* [Do this]:
Reproduce the lines word for word, from the line containing "foliage in this photo." through the last line, both included. Leave the pictures out.

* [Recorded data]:

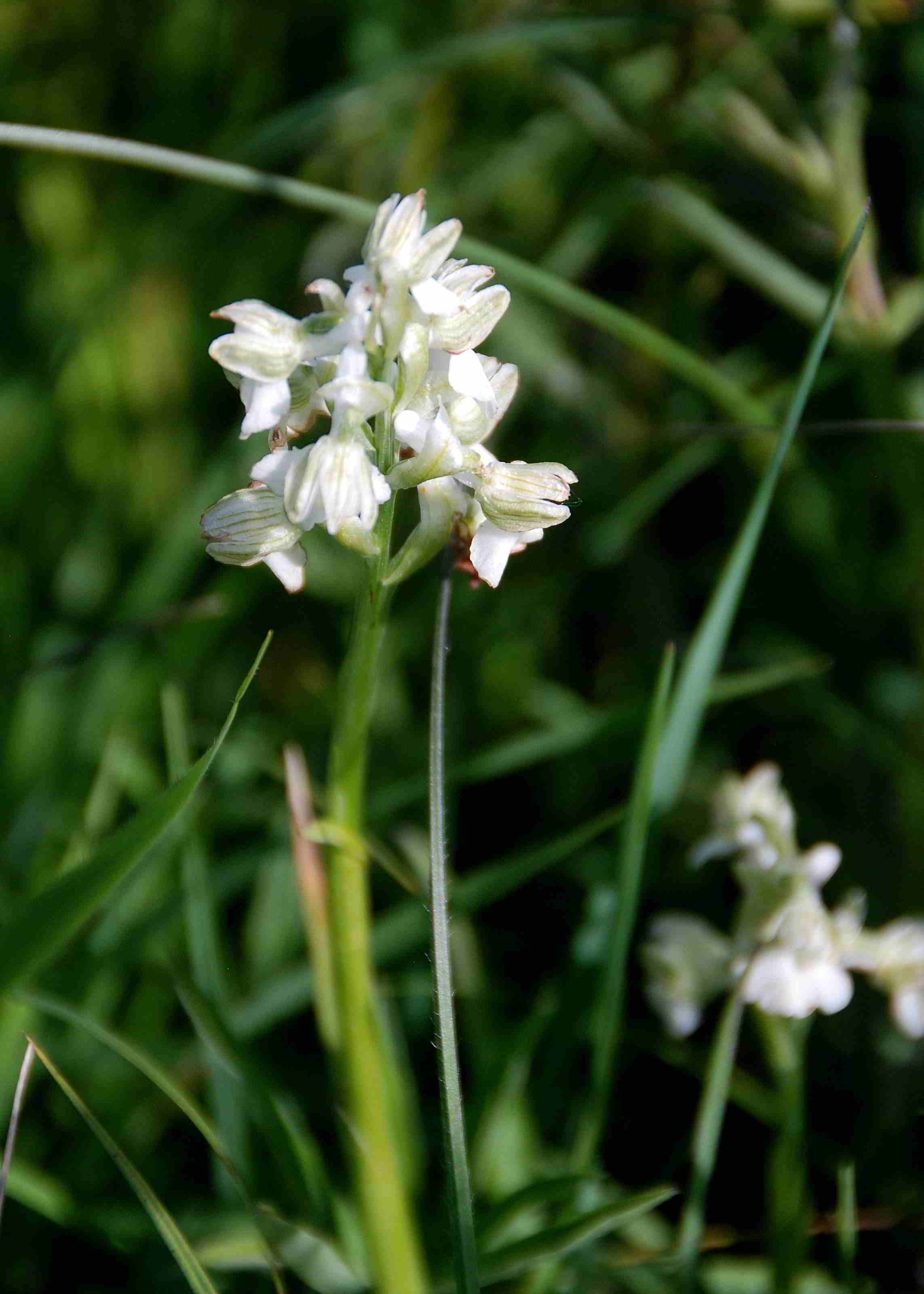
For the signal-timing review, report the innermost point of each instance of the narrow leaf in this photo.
(39, 927)
(178, 1244)
(16, 1114)
(465, 1253)
(158, 1076)
(522, 1256)
(710, 641)
(611, 996)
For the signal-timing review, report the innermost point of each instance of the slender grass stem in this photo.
(465, 1254)
(16, 1116)
(707, 647)
(611, 998)
(707, 1131)
(847, 1223)
(787, 1188)
(677, 359)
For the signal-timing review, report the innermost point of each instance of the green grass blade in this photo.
(300, 1165)
(707, 1131)
(16, 1114)
(708, 645)
(608, 537)
(465, 1253)
(405, 928)
(611, 997)
(161, 1078)
(204, 940)
(178, 1244)
(39, 927)
(509, 1210)
(747, 257)
(610, 319)
(847, 1222)
(554, 1243)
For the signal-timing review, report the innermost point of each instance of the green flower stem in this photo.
(699, 373)
(787, 1190)
(390, 1227)
(707, 1131)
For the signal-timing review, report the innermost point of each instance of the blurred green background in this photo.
(602, 144)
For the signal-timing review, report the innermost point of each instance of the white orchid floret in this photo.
(785, 983)
(470, 419)
(399, 252)
(251, 526)
(444, 505)
(478, 309)
(820, 864)
(438, 452)
(752, 816)
(797, 967)
(333, 482)
(688, 963)
(893, 957)
(352, 394)
(525, 496)
(492, 548)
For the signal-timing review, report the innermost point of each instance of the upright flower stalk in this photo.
(391, 376)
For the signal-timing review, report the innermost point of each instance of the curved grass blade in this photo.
(158, 1076)
(576, 301)
(178, 1244)
(608, 537)
(16, 1114)
(710, 641)
(465, 1253)
(300, 1165)
(294, 125)
(207, 959)
(405, 927)
(611, 996)
(554, 1243)
(39, 927)
(707, 1131)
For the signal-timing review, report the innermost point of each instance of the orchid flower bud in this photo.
(251, 526)
(523, 496)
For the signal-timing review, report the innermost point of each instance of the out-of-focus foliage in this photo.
(629, 152)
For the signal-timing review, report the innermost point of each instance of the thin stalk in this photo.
(707, 1131)
(384, 1195)
(847, 1223)
(610, 1007)
(465, 1254)
(787, 1191)
(16, 1116)
(747, 257)
(677, 359)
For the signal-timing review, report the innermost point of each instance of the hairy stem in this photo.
(384, 1196)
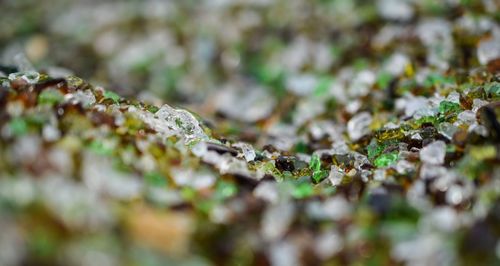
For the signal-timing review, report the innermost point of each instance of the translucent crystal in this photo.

* [Exercise result]:
For the signal-timing review, report the innermost point of each instance of the out-of-focus foliage in this photo.
(629, 152)
For the signal-timing review, report the innermost point of each instance of the thin stalk in this photo.
(707, 1131)
(384, 1195)
(847, 1223)
(610, 1007)
(465, 1254)
(787, 1191)
(16, 1116)
(747, 257)
(677, 359)
For the signal-timing review, report the innermost point of each instance of the hairy stem in this photo.
(384, 1196)
For the signal-timing review, report the innermost point of each instance of the translucent crystal in this photo.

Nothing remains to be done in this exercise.